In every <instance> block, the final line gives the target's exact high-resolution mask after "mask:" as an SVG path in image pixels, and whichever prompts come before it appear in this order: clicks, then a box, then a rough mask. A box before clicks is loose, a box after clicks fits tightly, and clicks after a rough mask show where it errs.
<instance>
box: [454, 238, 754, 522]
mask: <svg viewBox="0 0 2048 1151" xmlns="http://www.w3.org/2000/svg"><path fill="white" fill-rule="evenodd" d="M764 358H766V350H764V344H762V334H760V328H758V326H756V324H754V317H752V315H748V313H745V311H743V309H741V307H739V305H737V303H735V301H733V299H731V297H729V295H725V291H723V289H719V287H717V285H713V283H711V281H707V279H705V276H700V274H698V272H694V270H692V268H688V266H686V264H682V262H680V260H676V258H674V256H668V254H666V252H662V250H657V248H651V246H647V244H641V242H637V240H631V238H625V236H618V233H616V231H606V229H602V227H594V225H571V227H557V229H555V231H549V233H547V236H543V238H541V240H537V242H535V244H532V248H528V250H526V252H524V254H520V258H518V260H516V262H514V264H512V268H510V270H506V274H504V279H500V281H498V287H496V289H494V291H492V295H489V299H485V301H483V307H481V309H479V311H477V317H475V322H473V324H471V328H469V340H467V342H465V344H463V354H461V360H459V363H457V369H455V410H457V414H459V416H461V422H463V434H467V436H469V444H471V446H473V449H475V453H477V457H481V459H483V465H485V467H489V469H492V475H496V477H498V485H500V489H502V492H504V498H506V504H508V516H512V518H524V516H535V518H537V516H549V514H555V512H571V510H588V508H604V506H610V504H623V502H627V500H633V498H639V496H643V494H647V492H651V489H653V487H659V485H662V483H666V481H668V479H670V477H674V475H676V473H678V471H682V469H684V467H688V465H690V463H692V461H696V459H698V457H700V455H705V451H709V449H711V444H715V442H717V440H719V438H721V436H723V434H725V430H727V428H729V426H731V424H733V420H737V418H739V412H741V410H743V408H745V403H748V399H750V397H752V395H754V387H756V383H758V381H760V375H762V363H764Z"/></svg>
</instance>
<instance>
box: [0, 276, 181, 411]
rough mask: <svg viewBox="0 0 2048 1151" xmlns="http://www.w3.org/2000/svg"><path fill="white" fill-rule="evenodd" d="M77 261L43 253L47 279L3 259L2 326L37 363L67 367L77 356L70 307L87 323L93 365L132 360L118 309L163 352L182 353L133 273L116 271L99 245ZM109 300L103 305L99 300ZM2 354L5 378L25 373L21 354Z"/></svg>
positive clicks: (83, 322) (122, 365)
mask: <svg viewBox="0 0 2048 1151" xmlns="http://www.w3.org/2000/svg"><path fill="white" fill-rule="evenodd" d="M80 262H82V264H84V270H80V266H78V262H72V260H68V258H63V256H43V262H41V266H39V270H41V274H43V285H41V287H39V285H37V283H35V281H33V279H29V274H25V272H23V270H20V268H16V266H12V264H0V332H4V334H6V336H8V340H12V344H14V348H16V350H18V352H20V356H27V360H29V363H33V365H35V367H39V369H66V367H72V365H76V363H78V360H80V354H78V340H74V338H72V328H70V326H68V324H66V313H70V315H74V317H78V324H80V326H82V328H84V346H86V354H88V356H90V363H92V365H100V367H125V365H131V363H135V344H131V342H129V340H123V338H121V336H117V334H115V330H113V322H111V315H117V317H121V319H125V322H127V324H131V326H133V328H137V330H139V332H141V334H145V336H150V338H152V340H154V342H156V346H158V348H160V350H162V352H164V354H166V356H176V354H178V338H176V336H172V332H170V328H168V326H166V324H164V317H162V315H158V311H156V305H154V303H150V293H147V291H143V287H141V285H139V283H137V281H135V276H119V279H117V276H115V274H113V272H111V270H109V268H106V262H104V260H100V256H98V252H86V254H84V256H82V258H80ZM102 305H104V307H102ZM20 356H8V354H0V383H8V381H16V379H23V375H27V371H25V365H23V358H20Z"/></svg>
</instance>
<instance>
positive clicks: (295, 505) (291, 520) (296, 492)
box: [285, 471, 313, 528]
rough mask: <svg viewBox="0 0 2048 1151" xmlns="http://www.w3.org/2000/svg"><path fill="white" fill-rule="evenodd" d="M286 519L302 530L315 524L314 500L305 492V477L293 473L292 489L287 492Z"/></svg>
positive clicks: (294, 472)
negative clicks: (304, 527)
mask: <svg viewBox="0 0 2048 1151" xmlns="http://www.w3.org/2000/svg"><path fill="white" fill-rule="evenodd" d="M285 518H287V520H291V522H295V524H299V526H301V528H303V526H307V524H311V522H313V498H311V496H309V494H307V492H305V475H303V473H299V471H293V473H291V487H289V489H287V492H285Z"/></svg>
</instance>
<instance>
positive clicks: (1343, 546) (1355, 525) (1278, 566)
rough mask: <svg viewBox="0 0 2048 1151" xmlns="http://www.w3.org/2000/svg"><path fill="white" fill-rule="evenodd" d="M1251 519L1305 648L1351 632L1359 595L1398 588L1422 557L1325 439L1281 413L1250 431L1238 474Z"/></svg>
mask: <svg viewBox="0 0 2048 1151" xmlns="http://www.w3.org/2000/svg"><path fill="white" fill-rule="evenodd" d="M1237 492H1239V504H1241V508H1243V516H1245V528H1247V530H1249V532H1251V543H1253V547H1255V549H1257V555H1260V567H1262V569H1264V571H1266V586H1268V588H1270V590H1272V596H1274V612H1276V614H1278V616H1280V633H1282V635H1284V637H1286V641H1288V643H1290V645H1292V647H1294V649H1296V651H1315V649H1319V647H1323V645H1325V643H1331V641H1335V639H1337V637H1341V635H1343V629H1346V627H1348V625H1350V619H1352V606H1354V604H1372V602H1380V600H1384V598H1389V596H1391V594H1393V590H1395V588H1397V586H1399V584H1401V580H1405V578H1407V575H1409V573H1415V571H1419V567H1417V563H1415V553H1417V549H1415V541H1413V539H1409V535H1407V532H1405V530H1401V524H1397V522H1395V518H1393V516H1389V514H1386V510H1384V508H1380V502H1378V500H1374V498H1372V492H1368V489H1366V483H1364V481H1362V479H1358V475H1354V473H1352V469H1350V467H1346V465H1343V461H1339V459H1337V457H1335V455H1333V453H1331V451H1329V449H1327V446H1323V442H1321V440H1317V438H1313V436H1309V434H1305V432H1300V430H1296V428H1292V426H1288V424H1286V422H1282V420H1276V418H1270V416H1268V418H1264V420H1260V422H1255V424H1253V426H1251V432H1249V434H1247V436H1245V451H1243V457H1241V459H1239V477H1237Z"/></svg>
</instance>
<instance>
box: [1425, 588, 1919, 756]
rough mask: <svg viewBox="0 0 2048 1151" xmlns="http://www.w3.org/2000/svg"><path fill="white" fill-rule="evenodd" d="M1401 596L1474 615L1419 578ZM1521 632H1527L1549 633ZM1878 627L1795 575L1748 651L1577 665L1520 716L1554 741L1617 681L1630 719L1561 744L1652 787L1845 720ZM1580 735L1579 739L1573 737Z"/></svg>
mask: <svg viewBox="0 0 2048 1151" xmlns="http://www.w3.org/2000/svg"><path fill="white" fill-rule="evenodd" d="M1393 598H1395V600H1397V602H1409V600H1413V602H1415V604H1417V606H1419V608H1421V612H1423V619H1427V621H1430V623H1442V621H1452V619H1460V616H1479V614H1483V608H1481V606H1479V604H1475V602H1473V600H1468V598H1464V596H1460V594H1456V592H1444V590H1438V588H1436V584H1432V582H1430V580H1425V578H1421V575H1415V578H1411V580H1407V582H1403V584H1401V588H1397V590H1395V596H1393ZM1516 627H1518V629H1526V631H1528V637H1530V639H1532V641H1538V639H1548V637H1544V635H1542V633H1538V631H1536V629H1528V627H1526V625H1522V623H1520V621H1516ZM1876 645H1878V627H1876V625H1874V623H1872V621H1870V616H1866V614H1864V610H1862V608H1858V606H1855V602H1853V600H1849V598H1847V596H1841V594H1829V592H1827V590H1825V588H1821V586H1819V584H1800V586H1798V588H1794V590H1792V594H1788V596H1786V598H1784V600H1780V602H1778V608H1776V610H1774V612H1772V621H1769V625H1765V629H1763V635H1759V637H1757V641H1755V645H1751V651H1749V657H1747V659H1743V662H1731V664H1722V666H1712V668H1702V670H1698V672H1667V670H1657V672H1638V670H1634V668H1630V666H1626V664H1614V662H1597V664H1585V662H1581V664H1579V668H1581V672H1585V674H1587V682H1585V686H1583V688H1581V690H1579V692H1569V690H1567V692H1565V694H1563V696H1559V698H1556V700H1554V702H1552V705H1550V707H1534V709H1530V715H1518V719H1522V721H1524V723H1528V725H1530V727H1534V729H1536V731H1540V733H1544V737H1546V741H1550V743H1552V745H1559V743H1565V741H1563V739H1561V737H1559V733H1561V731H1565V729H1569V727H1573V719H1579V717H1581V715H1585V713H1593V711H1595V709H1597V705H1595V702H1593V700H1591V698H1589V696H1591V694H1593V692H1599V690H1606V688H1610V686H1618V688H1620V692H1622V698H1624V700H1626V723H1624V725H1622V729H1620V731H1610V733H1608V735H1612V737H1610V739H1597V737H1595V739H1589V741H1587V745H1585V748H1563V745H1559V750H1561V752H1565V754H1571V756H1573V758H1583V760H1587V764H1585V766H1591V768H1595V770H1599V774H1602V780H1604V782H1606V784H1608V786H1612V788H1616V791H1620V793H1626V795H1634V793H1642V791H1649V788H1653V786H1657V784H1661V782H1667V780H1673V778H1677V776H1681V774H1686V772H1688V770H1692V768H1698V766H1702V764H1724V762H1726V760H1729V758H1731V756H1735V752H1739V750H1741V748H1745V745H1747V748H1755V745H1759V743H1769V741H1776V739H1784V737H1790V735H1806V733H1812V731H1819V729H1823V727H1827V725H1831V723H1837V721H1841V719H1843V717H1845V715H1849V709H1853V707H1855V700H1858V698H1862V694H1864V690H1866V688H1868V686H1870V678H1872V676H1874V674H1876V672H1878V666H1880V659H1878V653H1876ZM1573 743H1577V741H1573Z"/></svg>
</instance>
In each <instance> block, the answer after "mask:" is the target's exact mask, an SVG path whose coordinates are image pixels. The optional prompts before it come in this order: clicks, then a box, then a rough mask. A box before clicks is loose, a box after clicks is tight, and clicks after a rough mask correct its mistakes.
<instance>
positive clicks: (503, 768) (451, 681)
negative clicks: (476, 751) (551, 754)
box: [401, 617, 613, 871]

###

*ASSIGNMENT*. In the entries above, find the line holding "box: [285, 471, 313, 528]" and the line holding "positive clicks: (294, 472)"; print both of them and every line between, exactly, and nothing else.

*YOUR RESPONSE*.
box: [285, 471, 313, 528]
rough mask: <svg viewBox="0 0 2048 1151" xmlns="http://www.w3.org/2000/svg"><path fill="white" fill-rule="evenodd" d="M286 519L302 530L315 524L314 500L305 492V477L293 473L292 489L287 492Z"/></svg>
positive clicks: (294, 472)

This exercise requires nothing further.